Saved entries:
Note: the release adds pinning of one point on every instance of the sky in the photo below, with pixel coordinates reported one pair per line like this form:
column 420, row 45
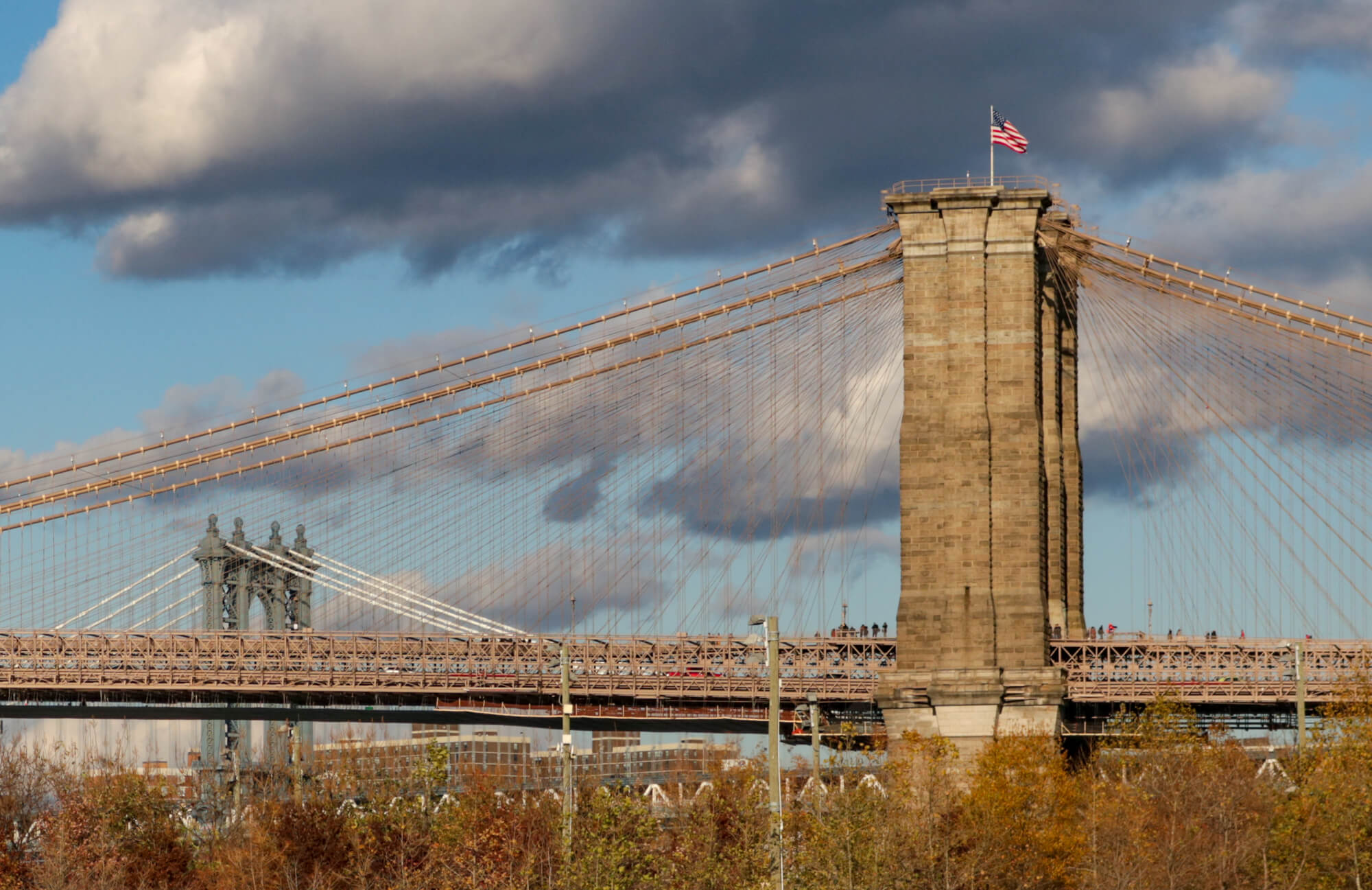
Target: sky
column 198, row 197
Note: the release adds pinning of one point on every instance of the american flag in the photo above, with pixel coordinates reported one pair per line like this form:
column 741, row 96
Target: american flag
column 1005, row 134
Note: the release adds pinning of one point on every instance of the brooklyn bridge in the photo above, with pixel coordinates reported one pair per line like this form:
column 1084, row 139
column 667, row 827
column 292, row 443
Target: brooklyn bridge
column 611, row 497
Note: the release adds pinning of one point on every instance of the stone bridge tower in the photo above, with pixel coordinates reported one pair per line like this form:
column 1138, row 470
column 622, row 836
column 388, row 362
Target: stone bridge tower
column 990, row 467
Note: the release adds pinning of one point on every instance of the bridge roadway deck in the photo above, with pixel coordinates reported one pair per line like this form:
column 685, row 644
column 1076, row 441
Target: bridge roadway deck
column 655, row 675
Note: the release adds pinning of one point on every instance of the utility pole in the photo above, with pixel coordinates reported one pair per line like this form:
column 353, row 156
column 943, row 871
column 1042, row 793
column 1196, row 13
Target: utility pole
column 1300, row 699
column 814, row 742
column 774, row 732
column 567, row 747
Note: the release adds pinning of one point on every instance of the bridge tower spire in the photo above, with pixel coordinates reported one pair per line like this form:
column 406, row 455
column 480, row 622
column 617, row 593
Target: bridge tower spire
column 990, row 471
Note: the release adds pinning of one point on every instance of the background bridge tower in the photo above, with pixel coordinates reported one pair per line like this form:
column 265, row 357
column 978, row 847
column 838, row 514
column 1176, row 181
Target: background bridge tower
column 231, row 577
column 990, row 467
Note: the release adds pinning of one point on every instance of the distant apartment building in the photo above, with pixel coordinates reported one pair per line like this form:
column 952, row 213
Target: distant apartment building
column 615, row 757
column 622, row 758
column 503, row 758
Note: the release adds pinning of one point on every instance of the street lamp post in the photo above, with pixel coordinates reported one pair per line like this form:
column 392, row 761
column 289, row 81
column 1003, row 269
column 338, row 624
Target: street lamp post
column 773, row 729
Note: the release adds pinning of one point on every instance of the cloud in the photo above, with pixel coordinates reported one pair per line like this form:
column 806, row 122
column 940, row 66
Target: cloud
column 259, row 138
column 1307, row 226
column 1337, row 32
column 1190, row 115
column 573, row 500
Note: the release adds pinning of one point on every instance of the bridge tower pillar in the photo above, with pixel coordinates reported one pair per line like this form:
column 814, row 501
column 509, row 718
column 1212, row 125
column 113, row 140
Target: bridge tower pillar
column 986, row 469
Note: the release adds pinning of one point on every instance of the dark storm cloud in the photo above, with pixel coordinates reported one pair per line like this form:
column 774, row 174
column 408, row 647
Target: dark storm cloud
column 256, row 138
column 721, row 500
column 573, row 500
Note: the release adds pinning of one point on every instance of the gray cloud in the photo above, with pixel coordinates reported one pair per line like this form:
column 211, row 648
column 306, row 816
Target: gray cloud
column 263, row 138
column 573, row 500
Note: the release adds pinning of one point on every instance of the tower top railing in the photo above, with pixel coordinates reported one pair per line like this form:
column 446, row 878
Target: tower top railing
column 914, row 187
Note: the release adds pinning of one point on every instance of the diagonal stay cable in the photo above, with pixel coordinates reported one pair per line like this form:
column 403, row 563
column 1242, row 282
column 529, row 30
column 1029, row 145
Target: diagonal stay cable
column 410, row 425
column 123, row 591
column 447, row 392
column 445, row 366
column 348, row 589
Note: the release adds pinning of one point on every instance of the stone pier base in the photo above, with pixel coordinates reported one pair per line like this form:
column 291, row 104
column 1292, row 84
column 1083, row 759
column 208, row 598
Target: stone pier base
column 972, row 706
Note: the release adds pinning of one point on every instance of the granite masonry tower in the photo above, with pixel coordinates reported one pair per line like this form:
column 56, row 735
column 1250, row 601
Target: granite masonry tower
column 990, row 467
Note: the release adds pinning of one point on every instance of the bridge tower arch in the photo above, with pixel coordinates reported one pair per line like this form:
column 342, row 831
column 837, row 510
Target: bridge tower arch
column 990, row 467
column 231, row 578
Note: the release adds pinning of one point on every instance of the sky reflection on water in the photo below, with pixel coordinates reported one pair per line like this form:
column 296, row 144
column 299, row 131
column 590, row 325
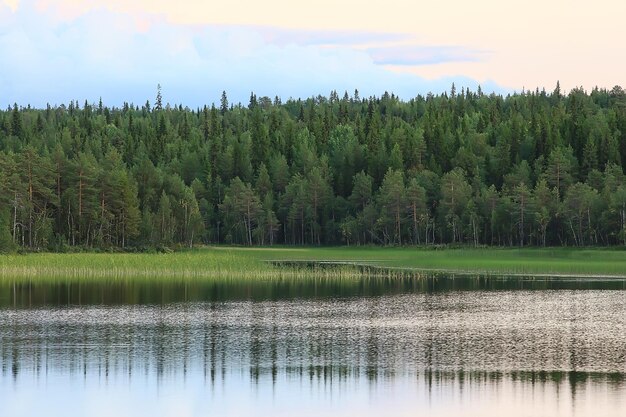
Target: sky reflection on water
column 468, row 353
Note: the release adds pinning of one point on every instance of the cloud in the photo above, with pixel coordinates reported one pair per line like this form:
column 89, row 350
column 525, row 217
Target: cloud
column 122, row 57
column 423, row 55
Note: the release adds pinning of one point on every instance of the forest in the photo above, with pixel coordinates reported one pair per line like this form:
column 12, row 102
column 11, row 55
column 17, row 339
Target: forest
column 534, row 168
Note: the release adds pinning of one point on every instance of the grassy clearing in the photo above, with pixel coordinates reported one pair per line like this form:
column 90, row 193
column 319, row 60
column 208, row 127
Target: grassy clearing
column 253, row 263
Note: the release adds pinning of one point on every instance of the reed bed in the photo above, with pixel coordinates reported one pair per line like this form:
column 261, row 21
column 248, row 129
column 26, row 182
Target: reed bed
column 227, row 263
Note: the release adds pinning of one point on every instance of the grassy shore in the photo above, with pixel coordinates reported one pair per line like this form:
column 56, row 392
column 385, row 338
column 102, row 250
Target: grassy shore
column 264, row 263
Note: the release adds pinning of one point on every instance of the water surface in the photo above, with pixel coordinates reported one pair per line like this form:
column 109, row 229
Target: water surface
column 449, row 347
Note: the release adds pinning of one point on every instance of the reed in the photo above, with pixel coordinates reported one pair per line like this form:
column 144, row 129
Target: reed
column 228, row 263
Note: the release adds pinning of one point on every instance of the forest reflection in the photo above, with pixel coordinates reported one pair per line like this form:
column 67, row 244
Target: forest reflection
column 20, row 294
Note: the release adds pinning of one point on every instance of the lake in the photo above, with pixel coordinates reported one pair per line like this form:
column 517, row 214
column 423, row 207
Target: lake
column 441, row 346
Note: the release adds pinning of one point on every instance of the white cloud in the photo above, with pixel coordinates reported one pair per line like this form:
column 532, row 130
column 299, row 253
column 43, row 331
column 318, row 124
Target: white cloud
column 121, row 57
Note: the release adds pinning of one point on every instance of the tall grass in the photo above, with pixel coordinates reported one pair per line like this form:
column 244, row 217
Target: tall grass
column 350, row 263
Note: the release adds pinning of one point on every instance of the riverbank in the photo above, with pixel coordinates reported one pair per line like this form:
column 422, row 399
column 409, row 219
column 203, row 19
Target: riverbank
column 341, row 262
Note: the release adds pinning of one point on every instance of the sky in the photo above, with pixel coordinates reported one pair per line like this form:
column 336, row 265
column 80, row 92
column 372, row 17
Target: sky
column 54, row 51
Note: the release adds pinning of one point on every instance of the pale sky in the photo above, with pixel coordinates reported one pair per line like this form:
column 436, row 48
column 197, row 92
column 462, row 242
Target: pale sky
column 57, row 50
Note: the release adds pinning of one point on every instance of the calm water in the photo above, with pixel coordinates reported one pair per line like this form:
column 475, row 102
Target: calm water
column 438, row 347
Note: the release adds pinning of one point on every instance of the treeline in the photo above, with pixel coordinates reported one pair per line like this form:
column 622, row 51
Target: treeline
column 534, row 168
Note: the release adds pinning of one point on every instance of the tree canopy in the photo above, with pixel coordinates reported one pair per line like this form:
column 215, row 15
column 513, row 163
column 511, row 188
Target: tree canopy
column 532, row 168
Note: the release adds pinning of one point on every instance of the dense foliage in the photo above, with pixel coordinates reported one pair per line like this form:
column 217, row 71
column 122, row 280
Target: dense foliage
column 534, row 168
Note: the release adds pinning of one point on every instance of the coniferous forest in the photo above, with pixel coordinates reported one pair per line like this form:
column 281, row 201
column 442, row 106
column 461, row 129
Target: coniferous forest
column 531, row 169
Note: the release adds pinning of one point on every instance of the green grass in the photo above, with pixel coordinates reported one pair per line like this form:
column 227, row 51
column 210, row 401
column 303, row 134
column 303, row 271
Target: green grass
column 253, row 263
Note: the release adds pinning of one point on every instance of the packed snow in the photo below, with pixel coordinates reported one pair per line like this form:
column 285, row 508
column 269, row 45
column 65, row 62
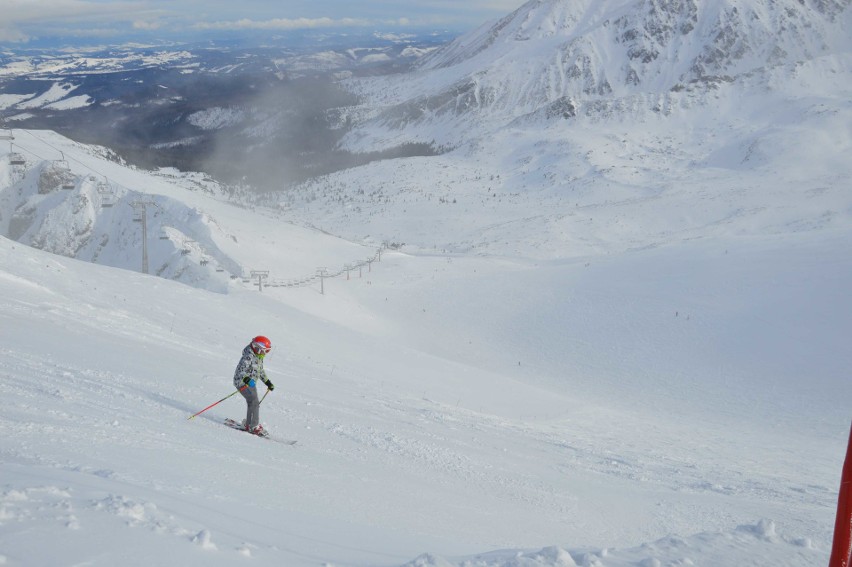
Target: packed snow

▶ [Directions]: The answer must consist of every line above that contains the word "packed".

▶ [Task result]:
Note: the release adds pinning of one point on every instance of the packed snow in the photo below, with pixel coordinates reported one pair per line like this form:
Target: packed snow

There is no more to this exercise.